• Directive:
Rewrite the lines of all the rows below as a single numbered list, skipping any blank lines and leaving out the pictures.
***** Working data *****
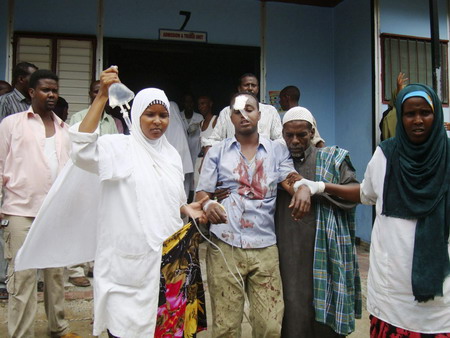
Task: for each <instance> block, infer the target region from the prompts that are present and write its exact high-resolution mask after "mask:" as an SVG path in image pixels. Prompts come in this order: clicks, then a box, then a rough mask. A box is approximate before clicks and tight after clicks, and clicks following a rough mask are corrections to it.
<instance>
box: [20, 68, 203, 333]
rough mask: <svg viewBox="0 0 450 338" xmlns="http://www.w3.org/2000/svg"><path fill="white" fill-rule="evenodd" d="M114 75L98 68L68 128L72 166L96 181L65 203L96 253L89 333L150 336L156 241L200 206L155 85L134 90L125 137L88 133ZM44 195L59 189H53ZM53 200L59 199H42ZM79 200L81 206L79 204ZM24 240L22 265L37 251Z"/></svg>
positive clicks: (159, 263) (159, 254)
mask: <svg viewBox="0 0 450 338" xmlns="http://www.w3.org/2000/svg"><path fill="white" fill-rule="evenodd" d="M116 82H119V78H118V75H117V68H115V67H111V68H109V69H107V70H105V71H104V72H103V73H102V75H101V77H100V91H99V93H98V95H97V97H96V99H95V100H94V102H93V103H92V106H91V108H90V109H89V112H88V114H87V115H86V117H85V118H84V120H83V121H82V122H81V124H79V125H74V126H73V127H72V128H71V129H70V136H71V139H72V148H73V149H72V151H73V152H72V160H73V162H74V164H75V166H76V167H78V168H81V169H83V171H84V172H85V171H88V172H90V173H92V174H94V175H93V176H95V177H96V180H97V181H99V183H98V185H97V186H94V184H95V183H92V186H90V187H85V186H83V183H82V182H79V190H80V195H79V199H82V200H83V201H79V202H78V201H75V202H73V203H74V204H75V205H71V206H70V208H71V209H75V210H76V211H77V212H78V214H80V216H81V217H80V218H82V220H83V223H86V220H87V219H89V220H90V221H91V222H87V223H91V224H90V225H92V228H94V229H96V230H95V232H96V234H95V235H93V237H96V240H95V244H94V245H95V249H94V250H92V248H91V247H90V246H92V245H93V244H92V242H91V244H85V243H83V245H86V250H85V251H87V252H95V270H94V275H95V279H94V332H93V334H94V335H95V336H99V335H100V334H101V333H102V332H103V331H104V330H105V329H108V331H109V334H110V336H112V337H114V336H117V337H123V338H125V337H127V338H128V337H152V336H153V334H154V330H155V324H156V318H157V308H158V295H159V281H160V280H159V278H160V266H161V252H162V251H161V248H162V243H163V241H164V240H165V239H167V238H168V237H169V236H171V235H172V234H173V233H175V232H176V231H178V230H179V229H180V228H181V227H182V226H183V222H182V220H181V217H180V211H181V212H182V213H184V214H185V215H189V216H191V217H192V218H201V217H203V212H202V211H201V210H202V208H201V203H192V204H190V205H186V195H185V193H184V188H183V176H184V175H183V170H182V164H181V159H180V156H179V154H178V153H177V151H176V150H175V148H173V147H172V146H171V145H170V144H169V143H168V141H167V140H166V137H165V136H164V132H165V131H166V129H167V126H168V124H169V101H168V100H167V97H166V95H165V94H164V92H163V91H162V90H159V89H156V88H148V89H144V90H142V91H140V92H139V93H138V94H137V95H136V98H135V99H134V103H133V107H132V109H131V116H132V120H133V125H132V128H131V135H130V136H127V135H105V136H102V137H98V134H97V133H95V130H96V128H97V126H98V122H99V120H100V118H101V114H102V111H103V106H104V104H105V103H106V101H107V99H108V88H109V86H110V85H111V84H112V83H116ZM77 170H78V169H77ZM75 172H76V170H75ZM67 176H69V175H67ZM73 176H74V175H72V177H73ZM69 177H70V176H69ZM66 179H67V178H66ZM83 181H84V180H83ZM92 182H94V180H92ZM64 184H67V182H61V183H59V182H58V184H56V185H57V186H58V185H61V186H59V190H61V189H62V185H64ZM56 189H58V188H56ZM63 190H64V189H63ZM86 190H87V194H86ZM97 190H98V191H99V193H96V191H97ZM90 192H92V195H89V193H90ZM71 193H72V194H77V193H78V191H71ZM83 193H85V196H82V194H83ZM49 195H51V196H53V195H55V196H58V194H57V193H55V194H49ZM92 196H95V197H92ZM51 200H52V197H50V201H51ZM57 200H61V198H57ZM87 200H88V202H87ZM55 203H56V204H58V201H56V202H54V201H53V204H52V203H50V202H49V203H48V204H52V205H54V204H55ZM88 203H89V204H91V205H87V204H88ZM79 205H82V207H81V208H78V206H79ZM66 208H67V207H66ZM53 210H54V209H53ZM43 213H44V214H43V215H42V218H44V217H45V216H46V215H47V214H52V213H54V212H49V211H48V209H47V210H46V211H43ZM53 216H55V215H53ZM66 216H69V217H68V218H70V216H71V215H67V214H66ZM38 218H39V215H38ZM37 225H38V226H40V224H39V223H38V224H37ZM64 226H66V225H64ZM36 230H37V229H36ZM55 231H59V230H55ZM68 231H70V230H68ZM35 232H36V233H37V234H34V235H33V237H35V238H40V237H42V236H44V235H42V231H40V232H41V234H39V233H38V232H39V231H35ZM53 236H54V233H53ZM61 236H64V234H61ZM75 236H76V235H75ZM47 240H48V237H47ZM67 240H70V238H69V239H67ZM72 240H73V238H72ZM30 241H31V240H30ZM59 241H64V240H63V239H60V240H59ZM75 242H76V241H75ZM66 244H67V243H66ZM57 245H58V244H57ZM57 245H56V246H57ZM70 245H71V244H69V248H66V250H65V251H66V252H67V254H66V256H67V257H70V260H71V261H72V262H73V261H77V260H80V259H85V258H86V257H80V256H81V254H78V253H73V252H72V251H71V248H70ZM75 246H76V244H75ZM24 247H25V248H24V250H23V251H24V252H22V253H21V255H22V256H23V257H22V262H20V257H19V267H20V268H21V269H22V268H26V267H27V265H29V264H34V265H37V264H36V263H28V262H29V261H30V260H31V259H30V258H29V257H30V256H32V255H30V252H31V253H32V252H33V250H37V249H36V247H35V246H34V243H26V244H25V245H24ZM33 247H34V249H32V248H33ZM53 249H54V248H53ZM73 249H74V251H81V250H80V249H79V248H73ZM34 252H37V251H34ZM66 252H60V255H63V254H65V253H66ZM51 254H52V253H51ZM44 256H50V253H49V254H46V253H44ZM42 259H43V260H45V259H46V262H45V263H39V264H45V265H49V264H52V265H53V264H54V265H57V264H61V263H62V261H58V258H56V257H54V256H52V257H51V258H50V259H47V258H45V259H44V258H42ZM64 263H65V264H69V262H67V261H64Z"/></svg>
*****
• Response below:
1. Task: for each <instance> block, infer the target region from the prompts that are present and write its exact high-resolution mask after "mask:" as an SVG path in image pixels. Prompts come in this order: clicks, then a box, then a rough mask. A box is approximate before clicks and tight after clicks, and clicks following a rough mask are corrections to it.
2. <instance>
3. box: [20, 68, 203, 333]
4. rough mask: <svg viewBox="0 0 450 338" xmlns="http://www.w3.org/2000/svg"><path fill="white" fill-rule="evenodd" d="M114 75L98 68L68 128L72 166L96 181L65 203L96 253L89 333L150 336L156 241L200 206L155 85L134 90L125 137L88 133ZM44 195L59 189H53ZM53 200L59 199H42ZM79 200L81 206L79 204ZM24 240L22 265L37 251Z"/></svg>
5. positive clicks: (159, 263) (159, 254)
6. mask: <svg viewBox="0 0 450 338" xmlns="http://www.w3.org/2000/svg"><path fill="white" fill-rule="evenodd" d="M116 82H119V78H118V75H117V68H115V67H111V68H109V69H107V70H105V71H104V72H103V73H102V75H101V77H100V91H99V93H98V95H97V97H96V99H95V100H94V102H93V103H92V106H91V108H90V109H89V112H88V114H87V115H86V117H85V118H84V120H83V121H82V122H81V124H79V125H74V126H73V127H72V128H71V129H70V136H71V139H72V148H73V149H72V151H73V152H72V160H73V162H74V164H75V166H76V167H78V168H81V169H83V171H84V172H85V171H88V172H90V173H92V174H94V175H93V176H95V177H96V180H97V181H99V183H98V185H97V186H94V184H95V183H92V186H90V187H85V186H83V183H82V182H79V190H80V195H79V199H82V200H83V201H79V202H78V201H75V202H73V203H74V204H75V205H71V206H70V208H71V209H75V210H76V211H77V212H78V214H80V216H81V217H80V218H82V220H83V223H86V220H87V219H89V220H90V221H91V222H87V223H91V224H90V225H92V228H94V229H96V230H95V232H96V234H95V235H93V237H96V240H95V244H94V245H95V249H94V250H92V248H91V247H90V246H92V245H93V244H92V242H91V244H85V243H83V245H86V250H85V251H87V252H95V270H94V275H95V279H94V332H93V334H94V335H95V336H99V335H100V334H101V333H102V332H103V331H104V330H105V329H108V331H109V334H110V336H112V337H114V336H117V337H123V338H125V337H127V338H128V337H152V336H153V334H154V330H155V324H156V318H157V308H158V295H159V281H160V280H159V278H160V266H161V252H162V251H161V248H162V243H163V241H164V240H165V239H167V238H168V237H169V236H171V235H172V234H173V233H175V232H176V231H178V230H179V229H180V228H181V227H182V226H183V222H182V220H181V217H180V211H181V212H182V213H184V214H185V215H189V216H191V217H192V218H201V217H203V212H202V211H201V210H202V208H201V203H192V204H190V205H186V195H185V193H184V188H183V176H184V175H183V170H182V164H181V159H180V156H179V154H178V153H177V151H176V150H175V148H173V147H172V146H171V145H170V144H169V143H168V141H167V140H166V137H165V136H164V132H165V131H166V129H167V126H168V124H169V101H168V100H167V97H166V95H165V94H164V92H163V91H162V90H159V89H156V88H148V89H144V90H142V91H140V92H139V93H138V94H137V95H136V98H135V99H134V103H133V107H132V109H131V116H132V120H133V125H132V128H131V135H130V136H127V135H105V136H102V137H98V134H97V133H95V130H96V128H97V126H98V122H99V120H100V118H101V114H102V111H103V106H104V104H105V103H106V101H107V99H108V88H109V86H110V85H111V84H112V83H116ZM77 170H78V169H77ZM75 172H76V170H75ZM67 176H69V175H67ZM73 176H74V175H72V177H73ZM69 177H70V176H69ZM66 179H67V178H66ZM83 181H84V180H83ZM92 182H94V180H92ZM64 184H67V182H61V183H59V182H58V184H56V185H57V186H58V185H61V186H59V190H61V189H62V185H64ZM56 189H58V188H56ZM63 190H64V189H63ZM86 190H87V194H86ZM97 190H98V191H99V193H96V191H97ZM90 192H92V195H89V193H90ZM71 193H72V194H77V193H78V191H71ZM83 193H85V196H82V194H83ZM49 195H51V196H53V195H55V196H58V194H57V193H55V194H49ZM92 196H95V197H92ZM51 200H52V197H50V201H51ZM57 200H61V198H57ZM87 200H88V202H87ZM55 203H56V204H58V201H56V202H54V201H53V204H52V203H50V202H49V203H48V204H52V205H54V204H55ZM88 203H89V204H91V205H87V204H88ZM79 205H82V207H81V208H78V206H79ZM66 208H67V207H66ZM53 210H54V209H53ZM43 213H44V214H43V215H42V218H44V217H45V216H46V215H47V214H52V213H54V212H49V211H48V209H47V210H46V211H43ZM53 216H55V215H53ZM66 216H69V217H68V218H70V216H71V215H67V214H66ZM38 218H39V215H38ZM37 225H38V226H40V224H39V223H38V224H37ZM64 226H66V225H64ZM36 230H37V229H36ZM55 231H59V230H55ZM68 231H70V230H68ZM35 232H36V233H37V234H34V235H33V237H35V238H40V237H42V236H44V235H42V231H40V232H41V234H39V233H38V232H39V231H35ZM53 236H54V233H53ZM61 236H64V234H61ZM75 236H76V235H75ZM47 240H48V237H47ZM67 240H70V238H69V239H67ZM72 240H73V238H72ZM30 241H31V240H30ZM59 241H64V240H63V239H60V240H59ZM75 242H76V241H75ZM66 244H67V243H66ZM57 245H58V244H57ZM57 245H56V246H57ZM70 245H71V244H69V248H66V250H65V251H66V252H67V254H66V256H67V257H70V260H71V261H72V262H73V261H77V260H80V259H85V258H86V257H80V256H81V254H78V253H73V252H72V251H71V248H70ZM75 246H76V244H75ZM24 247H25V248H24V250H23V251H24V252H22V253H21V255H22V256H23V257H22V262H20V257H19V267H20V268H21V269H22V268H26V267H27V265H29V264H34V265H37V264H36V263H28V262H29V261H30V260H31V259H30V258H29V257H30V256H32V255H30V252H31V253H32V252H33V250H37V249H36V247H35V246H34V243H26V244H25V245H24ZM33 247H34V249H32V248H33ZM53 249H54V248H53ZM73 249H74V251H81V250H80V249H79V248H73ZM34 252H37V251H34ZM66 252H60V255H63V254H65V253H66ZM51 254H52V253H51ZM44 256H50V253H49V254H46V253H44ZM42 259H43V260H45V259H46V262H45V263H39V264H45V265H49V264H52V265H53V264H54V265H57V264H61V263H62V261H58V258H56V257H54V256H52V257H51V258H50V259H47V258H45V259H44V258H42ZM64 263H65V264H69V262H67V261H64Z"/></svg>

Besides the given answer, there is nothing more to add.